**WHAT THE TASK REQUIRES:** Can you express every line of the listing below as a Markdown table with the columns "No." and "Text", numbering the rows and skipping blank lines? Leave the pictures out.

**DATA SECTION:**
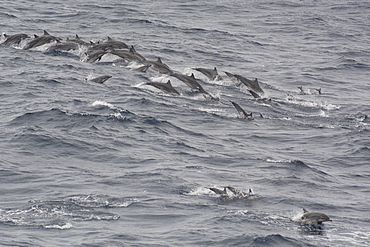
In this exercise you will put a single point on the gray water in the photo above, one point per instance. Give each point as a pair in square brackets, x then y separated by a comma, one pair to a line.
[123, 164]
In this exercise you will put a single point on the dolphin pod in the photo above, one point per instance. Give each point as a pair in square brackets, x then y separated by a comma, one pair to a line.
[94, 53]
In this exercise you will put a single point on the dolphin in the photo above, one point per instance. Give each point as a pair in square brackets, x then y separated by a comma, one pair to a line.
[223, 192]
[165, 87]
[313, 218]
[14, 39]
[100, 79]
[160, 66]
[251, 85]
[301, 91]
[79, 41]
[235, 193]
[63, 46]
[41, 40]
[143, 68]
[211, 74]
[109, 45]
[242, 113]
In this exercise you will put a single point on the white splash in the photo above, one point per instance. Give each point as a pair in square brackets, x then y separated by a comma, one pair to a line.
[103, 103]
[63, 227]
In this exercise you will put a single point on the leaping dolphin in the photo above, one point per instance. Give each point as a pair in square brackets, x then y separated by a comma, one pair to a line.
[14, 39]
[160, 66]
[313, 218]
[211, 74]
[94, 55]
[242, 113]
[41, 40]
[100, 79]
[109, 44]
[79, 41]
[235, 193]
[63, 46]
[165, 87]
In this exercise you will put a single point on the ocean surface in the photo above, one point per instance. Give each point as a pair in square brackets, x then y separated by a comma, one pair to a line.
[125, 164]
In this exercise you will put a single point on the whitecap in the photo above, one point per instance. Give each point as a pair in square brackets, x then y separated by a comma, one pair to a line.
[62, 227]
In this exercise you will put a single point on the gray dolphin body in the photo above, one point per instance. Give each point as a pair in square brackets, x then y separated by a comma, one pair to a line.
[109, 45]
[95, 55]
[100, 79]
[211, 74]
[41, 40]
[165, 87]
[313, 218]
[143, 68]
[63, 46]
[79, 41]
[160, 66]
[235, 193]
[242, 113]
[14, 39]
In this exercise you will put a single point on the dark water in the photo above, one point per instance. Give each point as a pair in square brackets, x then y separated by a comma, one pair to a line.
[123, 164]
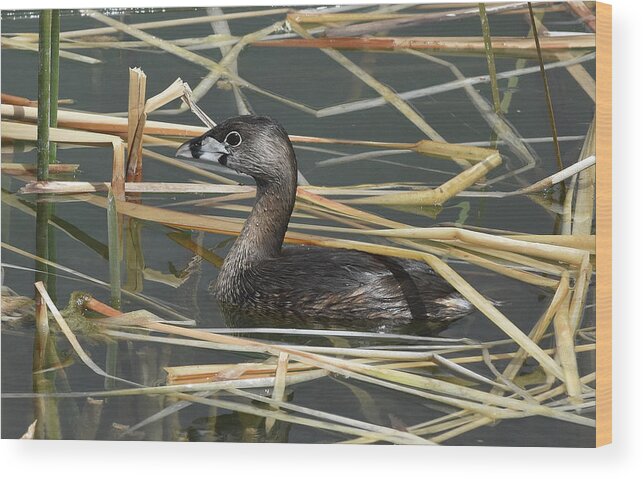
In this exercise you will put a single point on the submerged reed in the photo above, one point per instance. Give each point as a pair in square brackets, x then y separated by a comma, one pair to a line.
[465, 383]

**ANSWER TO THIS TASK:**
| No. | Text |
|---|---|
| 1 | In this exercise you will put a single point on the gray water in the photo above, one point per instance. Give each point as a pair in square brackets, x then y separated by a comma, one pair to a line. |
| 2 | [123, 164] |
| 3 | In this exercise you will put a single point on the dolphin pod in the photo above, one point per instance. Give each point as a pair in square brackets, x then y separated by a comma, one pair to a line. |
| 4 | [94, 53] |
| 5 | In this exercise you will put a single point on the dolphin in the photo above, one point per instance. Give each point as a pair in square brackets, x then y separated by a comma, one pair to a line. |
| 6 | [223, 192] |
| 7 | [165, 87] |
| 8 | [313, 218] |
| 9 | [14, 39] |
| 10 | [100, 79] |
| 11 | [160, 66] |
| 12 | [251, 85] |
| 13 | [301, 91] |
| 14 | [79, 41] |
| 15 | [235, 193] |
| 16 | [63, 46] |
| 17 | [41, 40] |
| 18 | [143, 68] |
| 19 | [211, 74] |
| 20 | [109, 45] |
| 21 | [242, 113] |
| 22 | In this exercise you will put a single point on the white splash in the photo above, one point per instance. Give each point as a pair in square brackets, x then y separated by a comma, one pair to a line. |
| 23 | [103, 103] |
| 24 | [63, 227] |
| 25 | In this exercise you will put a single point on the leaping dolphin in the photo above, one point per instance. Give each point as a pair in square brackets, x then y separated by a comma, one pair to a line. |
| 26 | [14, 39] |
| 27 | [160, 66] |
| 28 | [313, 218] |
| 29 | [211, 74] |
| 30 | [94, 55] |
| 31 | [242, 113] |
| 32 | [41, 40] |
| 33 | [100, 79] |
| 34 | [109, 44] |
| 35 | [79, 41] |
| 36 | [235, 193] |
| 37 | [63, 46] |
| 38 | [165, 87] |
| 39 | In this exercise you will put a single point on the ocean surface in the photo above, one point per instance. Give each point as a pair in square brackets, x then y separated by a comma, one pair to a line. |
| 40 | [125, 164] |
| 41 | In this exercise you will put a single point on the whitecap in the photo above, one point per instance. Give each point as a pair in square brackets, x then y separated by a comma, one pair to a line. |
| 42 | [62, 227] |
| 43 | In this exercise you will put a single point on the gray dolphin body in the photo above, one point per instance. Give each point as a pair in square brackets, x then y separated by a comma, one pair to a line. |
| 44 | [109, 45] |
| 45 | [95, 55] |
| 46 | [100, 79] |
| 47 | [211, 74] |
| 48 | [41, 40] |
| 49 | [165, 87] |
| 50 | [313, 218] |
| 51 | [143, 68] |
| 52 | [63, 46] |
| 53 | [79, 41] |
| 54 | [160, 66] |
| 55 | [235, 193] |
| 56 | [242, 113] |
| 57 | [14, 39] |
| 58 | In this exercise you will put a single point on the dark water in the photo above, one point per instance. Give each point as a pair in square brackets, x then y separated by a comma, one pair to a line. |
| 59 | [123, 164] |
| 60 | In this exercise you will put a single point on the submerged reed in the photo above, one point per instance. Give each point as a pair in square brackets, x then y separated by a comma, one pair to a line. |
| 61 | [465, 383] |